___ Input data
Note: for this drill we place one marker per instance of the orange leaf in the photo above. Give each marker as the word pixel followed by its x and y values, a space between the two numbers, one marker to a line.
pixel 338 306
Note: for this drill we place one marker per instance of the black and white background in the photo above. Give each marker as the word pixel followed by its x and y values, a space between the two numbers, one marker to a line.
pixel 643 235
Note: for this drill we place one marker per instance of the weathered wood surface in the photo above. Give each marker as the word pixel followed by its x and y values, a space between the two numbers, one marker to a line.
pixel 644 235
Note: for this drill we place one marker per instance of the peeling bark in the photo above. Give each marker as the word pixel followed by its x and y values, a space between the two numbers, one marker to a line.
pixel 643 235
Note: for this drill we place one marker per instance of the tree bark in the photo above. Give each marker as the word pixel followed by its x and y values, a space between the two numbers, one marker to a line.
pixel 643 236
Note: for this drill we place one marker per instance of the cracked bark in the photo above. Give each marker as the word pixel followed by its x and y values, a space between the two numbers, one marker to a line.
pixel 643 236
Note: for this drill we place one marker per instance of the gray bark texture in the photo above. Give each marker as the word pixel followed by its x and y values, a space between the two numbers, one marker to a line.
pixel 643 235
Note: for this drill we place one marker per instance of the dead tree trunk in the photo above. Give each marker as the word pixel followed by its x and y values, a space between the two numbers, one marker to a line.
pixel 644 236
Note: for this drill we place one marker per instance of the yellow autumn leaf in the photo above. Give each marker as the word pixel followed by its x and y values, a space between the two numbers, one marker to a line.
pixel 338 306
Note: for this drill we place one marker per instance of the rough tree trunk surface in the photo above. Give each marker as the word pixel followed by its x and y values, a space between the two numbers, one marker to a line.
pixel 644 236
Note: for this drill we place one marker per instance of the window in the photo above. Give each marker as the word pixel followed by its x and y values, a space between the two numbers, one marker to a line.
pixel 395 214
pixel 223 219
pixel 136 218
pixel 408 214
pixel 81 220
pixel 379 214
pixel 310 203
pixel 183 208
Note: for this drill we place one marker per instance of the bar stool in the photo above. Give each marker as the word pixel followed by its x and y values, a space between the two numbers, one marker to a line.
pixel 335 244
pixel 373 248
______
About this task ::
Every record must appear in the answer exactly as it appears above.

Answer space ::
Note: for this drill we place one marker per instance of the orange leaf in the photo above. Give each marker as the word pixel followed by its x and y values, a space between the two numbers, one marker to a line.
pixel 338 306
Note: for this drill we place one marker per instance of the black and white background in the photo above. Give each marker as the word pixel followed by its x and y values, a space between the two numbers, one marker to a line.
pixel 643 235
Note: for this drill we place one marker per instance of the weathered wood surface in the photo above. Give each marker as the word pixel followed by its x and y values, a space between the two numbers, one marker to a line.
pixel 644 235
Note: for this drill we place one marker per instance of the peeling bark in the photo above. Give each marker as the word pixel followed by its x and y values, a space between the two numbers, one marker to a line.
pixel 643 235
Note: for this drill we place one marker per instance of the tree bark in the photo above. Give each marker as the word pixel followed by its x and y values, a space between the two numbers, one marker to a line.
pixel 643 236
Note: for this drill we place one marker per instance of the cracked bark in the photo above. Give each marker as the word pixel followed by its x and y values, a space between the two numbers, one marker to a line.
pixel 643 236
Note: for this drill we place one marker per instance of the gray bark texture in the photo above. Give each marker as the word pixel followed by its x and y values, a space between the two numbers, one marker to a line.
pixel 643 235
Note: for this drill we place one marker per instance of the dead tree trunk in the photo above. Give each marker as the word pixel followed by its x and y values, a space between the two numbers, one marker to a line.
pixel 644 236
Note: for this drill we place one marker per instance of the yellow autumn leaf in the photo above. Give each marker as the word pixel followed by its x and y values, a space between the two numbers, one marker to a line.
pixel 338 306
Note: for this drill we place one marker per instance of the rough tree trunk surface in the photo above. Give each marker as the word pixel followed by its x and y values, a space between the two numbers, one marker to a line.
pixel 644 236
Note: for this drill we place one marker per instance of the window in the photo above. Give each marker as the word pixel followed by its x and y values, a space between the two numbers, one marker to a line.
pixel 395 214
pixel 223 219
pixel 136 218
pixel 408 214
pixel 81 220
pixel 379 214
pixel 310 203
pixel 183 208
Note: for this drill we place one marker per instance of the bar stool in the photo above. Give each marker as the word pixel followed by its x and y values, a space between the two numbers, one marker to a line.
pixel 335 244
pixel 373 248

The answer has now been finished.